- _Source_
— START —
From instrumental to intrinsic societal corporate responsibility
However, we think that conceiving societal corporate responsibility as an instrument is not sufficient to increase shareholders’ value on a sustainable basis. Its benefits are short-term. The sensitivity to stakeholders’ interests must be structural (or intrinsic) in the company to sustain growth in shareholders’ value. This means that it should be part of the mission and culture of the company. For instance, the Body Shop’s best in class code of ethics with stakeholders was developed at the inception of the company.
In 1999, global stock exchange markets launched the Dow Jones Sustainability Index (DJSI) with the purpose to “track the financial performance of sustainability leaders on a global scale”. The Index encompasses around 2500 companies in 60 industry groups from 23 countries, with a performance, in industry specific environmental and social criteria, higher than its peers. Those with the 10% upper performance are selected. Updated monthly, this index has shown that these companies have provided a return to its investors 55% higher than the Dow Jones General Index. This is unquestionable evidence of the link between financial result, as recognition by the society, and higher performance on societal corporate responsibility issues.
— END —
- _Information shown_
— START —
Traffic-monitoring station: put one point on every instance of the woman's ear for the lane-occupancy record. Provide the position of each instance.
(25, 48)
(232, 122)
— END —
- _Work instructions_
[1] Translate this sentence from the passage on corporate responsibility into Spanish: "For instance, the Body Shop’s best in class code of ethics with stakeholders was developed at the inception of the company."
[2] According to the passage on corporate responsibility, in what year was the Dow Jones Sustainability Index launched?
The data is separate material from the passage on corporate responsibility.

- _Written answers_
[1] Por ejemplo, el código de ética con las partes interesadas de Body Shop, el mejor de su categoría, se elaboró desde la creación de la empresa.

[2] 1999